EXCERPT TO READ.
To be sure, celibacy is difficult- and probably impossible for those not granted the gift. The fact is that Christians, whatever their sexual orientation, slip. Which is pretty much what Augustinian (and Pauline) Christianity would predict. The Christian life is not a life of perfection, to paraphrase Luther; that will have to wait until the next world. We strive to put the Old Self to death daily that the New Self may arise. Repentance is not an occasional remedy for sin, but the very substance of the Christian life. To be a Christian is to live in a constant state of repentance, and in constant awareness of the need for it.

But to recognize that human beings are weak and in need of grace is not to condone sin, no matter what the sexual orientation of the sinner.

PROBLEMS TO SOLVE.
(1) Answer these questions from the passage on repentance.
(a) For whom does the passage say celibacy is probably impossible?
(b) What is repentance, if not an occasional remedy for sin?
(c) What does recognizing that human beings are weak and in need of grace not amount to?
(2) Reproduce the passage on repentance word for word, between "To be sure, celibacy" and "need for it.", inclusive.

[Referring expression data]
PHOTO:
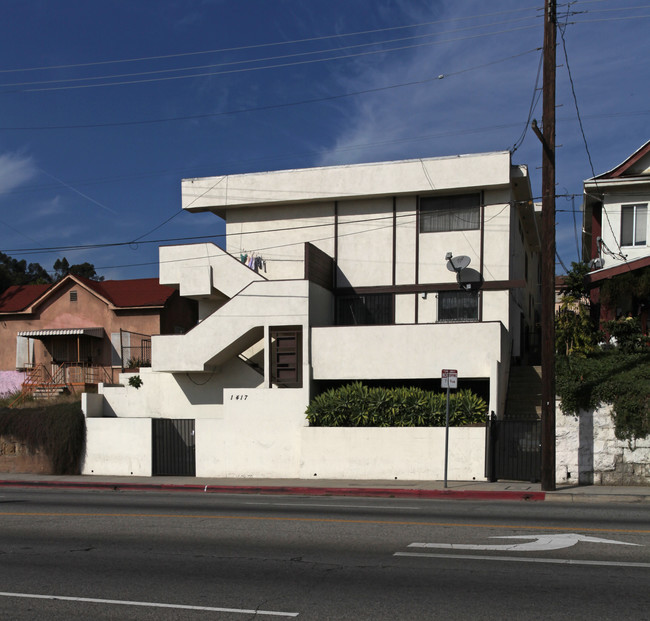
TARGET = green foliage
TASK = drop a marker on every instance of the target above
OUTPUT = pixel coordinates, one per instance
(357, 405)
(616, 377)
(575, 333)
(135, 381)
(14, 272)
(574, 285)
(85, 270)
(58, 430)
(627, 291)
(628, 334)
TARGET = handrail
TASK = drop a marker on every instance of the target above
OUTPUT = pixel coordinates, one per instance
(63, 375)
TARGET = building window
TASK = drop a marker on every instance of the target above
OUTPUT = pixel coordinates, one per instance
(457, 212)
(634, 224)
(286, 356)
(365, 310)
(457, 306)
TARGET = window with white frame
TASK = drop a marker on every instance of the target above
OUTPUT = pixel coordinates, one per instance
(634, 220)
(457, 306)
(455, 212)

RESULTS OF THE EXERCISE.
(1)
(a) Those not granted the gift.
(b) The very substance of the Christian life.
(c) Condoning sin, no matter what the sexual orientation of the sinner.

(2)
To be sure, celibacy is difficult- and probably impossible for those not granted the gift. The fact is that Christians, whatever their sexual orientation, slip. Which is pretty much what Augustinian (and Pauline) Christianity would predict. The Christian life is not a life of perfection, to paraphrase Luther; that will have to wait until the next world. We strive to put the Old Self to death daily that the New Self may arise. Repentance is not an occasional remedy for sin, but the very substance of the Christian life. To be a Christian is to live in a constant state of repentance, and in constant awareness of the need for it.